**Problem:** Among the records, find the lines that hold the string "necktie" and return them.

**Material provided:**
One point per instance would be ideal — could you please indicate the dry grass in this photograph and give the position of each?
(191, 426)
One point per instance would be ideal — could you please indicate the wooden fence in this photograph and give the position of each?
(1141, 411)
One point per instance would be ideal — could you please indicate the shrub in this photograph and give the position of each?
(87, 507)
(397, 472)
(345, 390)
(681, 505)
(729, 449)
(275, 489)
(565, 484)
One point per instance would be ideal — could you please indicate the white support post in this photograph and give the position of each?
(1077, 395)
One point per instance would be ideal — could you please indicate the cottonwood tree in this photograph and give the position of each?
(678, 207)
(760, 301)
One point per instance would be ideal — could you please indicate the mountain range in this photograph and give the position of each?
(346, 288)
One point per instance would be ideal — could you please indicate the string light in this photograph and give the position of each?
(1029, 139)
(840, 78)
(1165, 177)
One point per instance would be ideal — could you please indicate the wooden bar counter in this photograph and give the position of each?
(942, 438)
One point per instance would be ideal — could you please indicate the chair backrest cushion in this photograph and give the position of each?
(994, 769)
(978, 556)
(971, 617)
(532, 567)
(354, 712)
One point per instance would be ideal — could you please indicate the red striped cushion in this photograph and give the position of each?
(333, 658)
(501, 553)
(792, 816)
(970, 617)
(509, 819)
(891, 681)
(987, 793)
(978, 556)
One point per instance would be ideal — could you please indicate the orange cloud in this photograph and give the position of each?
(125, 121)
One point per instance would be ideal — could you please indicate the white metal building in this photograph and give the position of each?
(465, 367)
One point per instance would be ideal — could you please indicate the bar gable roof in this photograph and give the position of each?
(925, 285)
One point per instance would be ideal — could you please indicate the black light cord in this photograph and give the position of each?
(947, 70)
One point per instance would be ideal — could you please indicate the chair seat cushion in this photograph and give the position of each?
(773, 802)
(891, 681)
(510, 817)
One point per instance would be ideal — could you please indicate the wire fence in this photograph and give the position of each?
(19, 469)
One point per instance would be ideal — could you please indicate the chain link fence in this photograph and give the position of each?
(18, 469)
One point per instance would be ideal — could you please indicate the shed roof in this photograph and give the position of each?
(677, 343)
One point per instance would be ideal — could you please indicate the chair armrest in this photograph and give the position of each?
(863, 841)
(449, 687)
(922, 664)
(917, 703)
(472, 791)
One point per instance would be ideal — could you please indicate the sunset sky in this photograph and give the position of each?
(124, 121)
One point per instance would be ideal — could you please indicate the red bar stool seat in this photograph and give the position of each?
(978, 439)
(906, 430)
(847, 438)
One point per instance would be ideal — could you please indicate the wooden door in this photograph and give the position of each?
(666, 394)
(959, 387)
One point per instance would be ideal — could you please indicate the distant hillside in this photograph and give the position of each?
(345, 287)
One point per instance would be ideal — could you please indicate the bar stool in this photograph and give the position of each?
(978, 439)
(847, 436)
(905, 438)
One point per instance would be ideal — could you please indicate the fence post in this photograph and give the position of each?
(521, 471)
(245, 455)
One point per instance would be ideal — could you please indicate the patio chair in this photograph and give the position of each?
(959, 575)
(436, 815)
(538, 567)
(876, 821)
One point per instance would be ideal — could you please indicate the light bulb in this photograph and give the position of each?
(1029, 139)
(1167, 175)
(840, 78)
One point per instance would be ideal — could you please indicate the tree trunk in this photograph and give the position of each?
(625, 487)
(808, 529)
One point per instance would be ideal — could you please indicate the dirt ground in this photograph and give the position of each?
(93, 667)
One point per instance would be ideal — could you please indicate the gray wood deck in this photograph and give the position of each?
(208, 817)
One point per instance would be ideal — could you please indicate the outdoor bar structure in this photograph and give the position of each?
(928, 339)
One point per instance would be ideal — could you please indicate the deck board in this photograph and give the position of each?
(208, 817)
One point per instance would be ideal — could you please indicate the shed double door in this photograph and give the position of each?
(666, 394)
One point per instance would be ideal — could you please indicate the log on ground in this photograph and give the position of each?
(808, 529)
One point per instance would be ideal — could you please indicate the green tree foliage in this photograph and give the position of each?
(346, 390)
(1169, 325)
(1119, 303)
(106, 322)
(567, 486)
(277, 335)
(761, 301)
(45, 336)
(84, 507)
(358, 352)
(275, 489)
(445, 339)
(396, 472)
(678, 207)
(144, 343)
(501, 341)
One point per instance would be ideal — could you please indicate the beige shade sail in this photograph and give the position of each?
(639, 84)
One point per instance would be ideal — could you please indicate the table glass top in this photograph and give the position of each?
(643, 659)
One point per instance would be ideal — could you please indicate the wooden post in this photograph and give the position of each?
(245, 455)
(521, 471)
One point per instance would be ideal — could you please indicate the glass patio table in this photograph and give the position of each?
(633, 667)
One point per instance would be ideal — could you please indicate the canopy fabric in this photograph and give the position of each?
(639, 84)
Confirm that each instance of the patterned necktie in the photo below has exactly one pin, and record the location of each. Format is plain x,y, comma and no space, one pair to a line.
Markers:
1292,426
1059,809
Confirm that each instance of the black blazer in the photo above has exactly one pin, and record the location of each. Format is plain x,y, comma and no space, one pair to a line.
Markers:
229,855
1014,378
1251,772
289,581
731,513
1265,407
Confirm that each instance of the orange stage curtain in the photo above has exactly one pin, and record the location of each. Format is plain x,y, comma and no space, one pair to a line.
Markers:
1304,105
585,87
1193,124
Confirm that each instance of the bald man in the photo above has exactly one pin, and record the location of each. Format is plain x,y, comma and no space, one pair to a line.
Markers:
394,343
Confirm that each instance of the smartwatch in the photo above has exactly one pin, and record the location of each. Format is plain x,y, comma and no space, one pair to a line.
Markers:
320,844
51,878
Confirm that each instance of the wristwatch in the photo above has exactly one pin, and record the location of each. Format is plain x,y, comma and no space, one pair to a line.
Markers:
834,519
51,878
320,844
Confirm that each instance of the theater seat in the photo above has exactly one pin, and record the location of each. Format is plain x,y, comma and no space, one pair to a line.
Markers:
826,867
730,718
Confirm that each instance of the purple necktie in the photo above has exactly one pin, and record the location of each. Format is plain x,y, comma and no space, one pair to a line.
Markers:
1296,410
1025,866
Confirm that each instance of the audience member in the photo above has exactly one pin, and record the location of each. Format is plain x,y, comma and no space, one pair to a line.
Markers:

**Answer below:**
Confirm that each instance of the patterned necktie in the photo below has exactly one pin, and record the location of each. Format is plain x,y, comma and no space, one pair to a line.
Confirm that each instance of the purple necktie in the photo above has exactly one pin, and record the location of each. Format is plain x,y, comma and no space, one pair to a line.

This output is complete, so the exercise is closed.